**TEXTE RETENU**
• Virginité

    Parité sur l'Olympe

    Il y a parité entre hommes et femmes chez les dieux majeurs de l'Olympe : six dieux et six déesses. Trois d'entre elles sont vierges : Hestia, déesse du foyer, Artémis la chasseresse « qui s'occupe des zones incertaines, entre l'animal et l'humain », et surtout, peut-être, la « resplendissante Pallas Athénée », déesse de l'intelligence. En Grèce, à cette époque, la virginité est divinisée. Mais les vierges ne sont honorées que comme promesses d'une maternité future, garante de l'immortalité de la cité.

    Vierges consacrées

    Dans les sociétés chrétiennes, le choix de la virginité a paradoxalement aidé certaines femmes à accéder à un statut et une reconnaissance interdits à leurs contemporaines (à l'exception des nobles). « Pour les chrétiens des premiers siècles, le corps est un obstacle à la communion avec Dieu. Jésus semble donner l'exemple. Il n'aurait pas vécu en couple, n'aurait pas procréé. » Les vierges consacrées « sont les seules qui peuvent refuser le mariage. Pour servir Dieu mais avec une certaine autonomie. Nombre des premières martyres sont des vierges consacrées. Le clergé va récupérer ces vocations et imposer petit à petit qu'elles deviennent épouses du Christ. »

    Plus tard, aux XVIe et XVIIe siècles, périodes de grande piété, des mystiques, comme Thérèse d'Avila, gagneront une grande reconnaissance sociale, jusqu'à devenir docteurs de l'Église.

    Le cas Jeanne d'Arc

    Jamais Jeanne d'Arc (1412-1431) n'aurait convaincu le dauphin Charles VII de lui confier une armée si elle n'avait été vierge : « Elle se présente comme Jeanne la Pucelle. Sans doute parce que le mot de vierge a été peu à peu réservé à la Vierge Marie, dont le culte a connu un essor prodigieux depuis le XIe siècle. »

    Dans l'imaginaire populaire, vestige d'anciennes croyances, « la femme qui n'appartient pas à un homme est réputée proche de la nature. On lui prête des pouvoirs magiques ». Cette « pureté » crédibilise ses dires quand elle affirme entendre la voix des saints.

    « Une emprise abusive des sens »

    Prouver la virginité

    Mais comment juge-t-on de la virginité d'une femme ? Pendant très longtemps, les médecins ont été partagés sur l'existence de l'hymen, cette membrane fermant partiellement le vagin de la vierge. Malgré le récit biblique (Salomé vérifie la virginité de la Vierge Marie... ce qui lui brûle la main), malgré les affirmations des sages-femmes, le doute subsistera longtemps, jusqu'à la fin du XVIIIe siècle. Au contraire, dans la tradition islamique, présenter les draps tachés de sang au lendemain des noces est essentiel. Mais l'hymen peut être absent ou être rompu accidentellement, contraignant parfois la jeune mariée à des subterfuges.

**LISTE DES TÂCHES**
a. Répondez aux questions suivantes d'après le texte sur la virginité, une réponse par ligne :
(i) Quelles déesses majeures de l'Olympe sont vierges ?
(ii) Sous quel nom Jeanne d'Arc se présente-t-elle ?
(iii) Jusqu'à quand le doute sur l'existence de l'hymen a-t-il subsisté ?
b. Dans le texte sur la virginité, transformez en liste le paragraphe qui commence par « Dans les sociétés chrétiennes » sans en perdre les faits principaux.
c. Poursuivez le texte sur la virginité à la suite de sa dernière phrase.

**EXTRAIT DE DONNÉES**

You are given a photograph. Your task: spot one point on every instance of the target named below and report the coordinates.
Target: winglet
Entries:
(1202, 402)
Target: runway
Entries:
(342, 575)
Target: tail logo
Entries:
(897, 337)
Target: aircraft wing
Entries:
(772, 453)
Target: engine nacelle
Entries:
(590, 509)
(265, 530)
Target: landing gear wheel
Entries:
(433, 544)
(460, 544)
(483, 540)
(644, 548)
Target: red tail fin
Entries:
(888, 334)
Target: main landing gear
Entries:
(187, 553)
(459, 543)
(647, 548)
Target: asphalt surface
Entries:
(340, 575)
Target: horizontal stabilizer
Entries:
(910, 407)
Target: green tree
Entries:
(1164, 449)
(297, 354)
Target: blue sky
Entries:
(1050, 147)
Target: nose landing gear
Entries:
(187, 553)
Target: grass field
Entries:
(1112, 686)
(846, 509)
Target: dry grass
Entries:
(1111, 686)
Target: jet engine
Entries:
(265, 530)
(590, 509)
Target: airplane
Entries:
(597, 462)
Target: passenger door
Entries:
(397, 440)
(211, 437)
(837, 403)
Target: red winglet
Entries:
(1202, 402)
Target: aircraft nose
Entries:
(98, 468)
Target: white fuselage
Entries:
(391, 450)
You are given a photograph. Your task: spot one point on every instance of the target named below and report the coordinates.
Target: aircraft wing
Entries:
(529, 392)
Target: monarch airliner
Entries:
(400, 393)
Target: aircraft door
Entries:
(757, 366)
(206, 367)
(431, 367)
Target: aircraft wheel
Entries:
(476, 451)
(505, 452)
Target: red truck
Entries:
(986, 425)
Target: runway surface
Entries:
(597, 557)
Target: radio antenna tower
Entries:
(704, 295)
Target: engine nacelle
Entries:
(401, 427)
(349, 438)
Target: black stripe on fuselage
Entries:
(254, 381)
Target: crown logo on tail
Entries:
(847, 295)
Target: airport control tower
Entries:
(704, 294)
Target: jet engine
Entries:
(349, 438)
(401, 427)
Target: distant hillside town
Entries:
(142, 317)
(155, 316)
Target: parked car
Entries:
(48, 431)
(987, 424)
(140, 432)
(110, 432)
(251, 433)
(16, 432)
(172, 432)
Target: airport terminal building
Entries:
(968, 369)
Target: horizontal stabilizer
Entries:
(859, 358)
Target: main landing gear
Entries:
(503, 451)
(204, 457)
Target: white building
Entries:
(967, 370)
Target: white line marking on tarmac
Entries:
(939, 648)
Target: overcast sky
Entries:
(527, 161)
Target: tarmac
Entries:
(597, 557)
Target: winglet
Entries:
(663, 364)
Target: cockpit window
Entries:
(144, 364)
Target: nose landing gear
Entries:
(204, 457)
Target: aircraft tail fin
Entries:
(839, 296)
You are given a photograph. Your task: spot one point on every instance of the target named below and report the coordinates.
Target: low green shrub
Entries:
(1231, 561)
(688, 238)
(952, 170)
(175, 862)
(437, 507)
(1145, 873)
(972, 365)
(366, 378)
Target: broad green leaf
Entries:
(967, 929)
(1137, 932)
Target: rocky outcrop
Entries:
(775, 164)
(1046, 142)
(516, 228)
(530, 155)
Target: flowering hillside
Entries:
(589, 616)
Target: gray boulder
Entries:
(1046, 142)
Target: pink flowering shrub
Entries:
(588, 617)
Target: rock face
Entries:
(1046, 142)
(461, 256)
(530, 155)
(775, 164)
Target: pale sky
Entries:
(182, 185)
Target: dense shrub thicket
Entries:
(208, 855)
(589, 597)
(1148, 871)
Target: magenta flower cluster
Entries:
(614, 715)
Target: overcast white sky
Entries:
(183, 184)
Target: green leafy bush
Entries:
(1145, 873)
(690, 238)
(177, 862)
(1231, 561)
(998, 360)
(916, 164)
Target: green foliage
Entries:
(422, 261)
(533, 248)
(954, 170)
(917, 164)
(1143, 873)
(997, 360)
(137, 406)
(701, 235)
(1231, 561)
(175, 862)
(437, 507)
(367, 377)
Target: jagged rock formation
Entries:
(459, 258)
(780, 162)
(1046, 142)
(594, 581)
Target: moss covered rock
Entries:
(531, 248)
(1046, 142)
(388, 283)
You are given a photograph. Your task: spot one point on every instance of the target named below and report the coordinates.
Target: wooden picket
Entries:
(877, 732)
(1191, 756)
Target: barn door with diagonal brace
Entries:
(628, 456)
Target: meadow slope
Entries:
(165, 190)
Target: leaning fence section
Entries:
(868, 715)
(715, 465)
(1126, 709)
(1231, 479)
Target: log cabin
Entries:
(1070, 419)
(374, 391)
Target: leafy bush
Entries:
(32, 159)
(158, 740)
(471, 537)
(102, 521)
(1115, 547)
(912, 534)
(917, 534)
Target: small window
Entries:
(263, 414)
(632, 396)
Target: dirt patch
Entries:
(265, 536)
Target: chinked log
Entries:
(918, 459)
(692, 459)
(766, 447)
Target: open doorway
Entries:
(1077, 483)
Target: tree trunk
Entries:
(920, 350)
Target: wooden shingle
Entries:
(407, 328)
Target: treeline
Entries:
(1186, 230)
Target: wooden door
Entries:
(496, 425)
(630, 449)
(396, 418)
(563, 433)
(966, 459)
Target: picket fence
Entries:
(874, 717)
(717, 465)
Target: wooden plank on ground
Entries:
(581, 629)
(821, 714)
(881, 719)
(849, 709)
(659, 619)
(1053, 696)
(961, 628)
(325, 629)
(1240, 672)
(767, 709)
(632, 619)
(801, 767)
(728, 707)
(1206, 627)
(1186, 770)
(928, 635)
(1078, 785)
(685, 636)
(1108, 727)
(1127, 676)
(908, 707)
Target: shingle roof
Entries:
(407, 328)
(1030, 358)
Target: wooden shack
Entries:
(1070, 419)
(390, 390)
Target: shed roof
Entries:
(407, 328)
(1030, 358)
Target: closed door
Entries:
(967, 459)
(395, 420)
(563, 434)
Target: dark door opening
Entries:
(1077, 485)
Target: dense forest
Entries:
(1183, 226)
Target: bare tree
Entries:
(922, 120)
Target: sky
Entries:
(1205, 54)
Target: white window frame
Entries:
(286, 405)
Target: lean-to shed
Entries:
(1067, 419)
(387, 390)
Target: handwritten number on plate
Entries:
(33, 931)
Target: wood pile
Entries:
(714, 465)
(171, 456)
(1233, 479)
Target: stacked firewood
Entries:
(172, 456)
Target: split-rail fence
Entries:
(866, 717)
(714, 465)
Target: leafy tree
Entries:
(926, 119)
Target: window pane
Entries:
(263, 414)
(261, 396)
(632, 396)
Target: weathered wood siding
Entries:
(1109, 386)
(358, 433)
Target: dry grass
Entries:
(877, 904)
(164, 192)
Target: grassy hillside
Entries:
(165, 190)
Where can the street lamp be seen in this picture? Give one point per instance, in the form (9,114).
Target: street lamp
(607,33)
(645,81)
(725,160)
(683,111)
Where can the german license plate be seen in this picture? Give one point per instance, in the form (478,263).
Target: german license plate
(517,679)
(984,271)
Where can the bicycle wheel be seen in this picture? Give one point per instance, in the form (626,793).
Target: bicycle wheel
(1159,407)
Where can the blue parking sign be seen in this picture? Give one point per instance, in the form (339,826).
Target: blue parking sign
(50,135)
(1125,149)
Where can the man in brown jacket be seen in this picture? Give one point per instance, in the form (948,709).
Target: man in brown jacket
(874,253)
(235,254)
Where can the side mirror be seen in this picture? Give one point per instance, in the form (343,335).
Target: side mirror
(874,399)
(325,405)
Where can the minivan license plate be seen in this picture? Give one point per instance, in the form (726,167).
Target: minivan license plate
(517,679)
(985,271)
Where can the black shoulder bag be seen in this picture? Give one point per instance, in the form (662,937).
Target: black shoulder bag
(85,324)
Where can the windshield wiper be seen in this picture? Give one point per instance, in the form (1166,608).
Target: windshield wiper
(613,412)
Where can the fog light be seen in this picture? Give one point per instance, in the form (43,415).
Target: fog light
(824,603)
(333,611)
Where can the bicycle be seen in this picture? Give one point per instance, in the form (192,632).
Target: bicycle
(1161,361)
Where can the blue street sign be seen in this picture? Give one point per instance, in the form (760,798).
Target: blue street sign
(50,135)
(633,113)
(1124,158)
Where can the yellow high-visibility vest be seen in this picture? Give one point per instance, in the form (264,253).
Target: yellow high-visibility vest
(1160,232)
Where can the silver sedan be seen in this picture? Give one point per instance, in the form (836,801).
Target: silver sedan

**RÉPONSES ATTENDUES**
a.
(i) Hestia, Artémis et Pallas Athénée.
(ii) Jeanne la Pucelle.
(iii) Jusqu'à la fin du XVIIIe siècle.

b.
- Dans les sociétés chrétiennes, le choix de la virginité a permis à certaines femmes d'obtenir un statut et une reconnaissance refusés à leurs contemporaines, sauf aux nobles.
- Pour les chrétiens des premiers siècles, le corps fait obstacle à la communion avec Dieu. Jésus, qui n'aurait ni vécu en couple ni procréé, semble en donner l'exemple.
- Les vierges consacrées sont les seules à pouvoir refuser le mariage, afin de servir Dieu avec une certaine autonomie.
- Nombre des premières martyres sont des vierges consacrées.
- Le clergé récupère ces vocations et impose peu à peu qu'elles deviennent épouses du Christ.

c.
    Abus de pouvoir masculin

    « Il y a eu un vrai abus de pouvoir masculin après la Révolution française, juge Yvonne Knibiehler. La société rejette la religion mais ne veut pas que les femmes se libèrent et impose une virginité dépourvue de son caractère sacré. »

    Le modèle de la jeune fille innocente s'impose. Au XIXe siècle, on maintient les jeunes femmes de bonnes familles dans l'ignorance des affaires du corps. « Ce sont les médecins qui vont combattre ce manque d'instruction. La syphilis fait aussi peur que le sida aujourd'hui. Ils vont militer pour que les femmes connaissent ces dangers, soient plus exigeantes sur le choix de leur compagnon. C'est une question de préservation de la santé nationale. Reste que jusqu'à l'entre-deux-guerres, on ne nous disait pas grand-chose », dit l'historienne née...en 1920.

    Le mouvement « no sex »

    La symbolique de la virginité ne disparaîtra sans doute jamais. Le premier rapport sexuel reste, dans les meilleurs cas, un rite de passage important, un passage de l'enfance à l'âge adulte. Le phénomène « no sex », « c'est juste une inversion de situation. La liberté sexuelle a été gagnée dans les pays occidentaux dans les années 1970. Et reste vraie, malgré le choc du sida. Le mouvement ' no sex ', né aux États-Unis, est le signe d'une maîtrise individuelle. On combat une emprise abusive des sens, on se glorifie en maîtrisant cette pulsion. Mais cela est, et restera, très minoritaire. »

    Et la virginité masculine ?

    Il faut bien avouer que la virginité masculine a rarement été un enjeu. La base de la pression sur la virginité féminine reste la volonté des hommes de « s'assurer que leur filiation est authentique. C'est une manière de nier la mort ».

     

    Philippe RICHARD.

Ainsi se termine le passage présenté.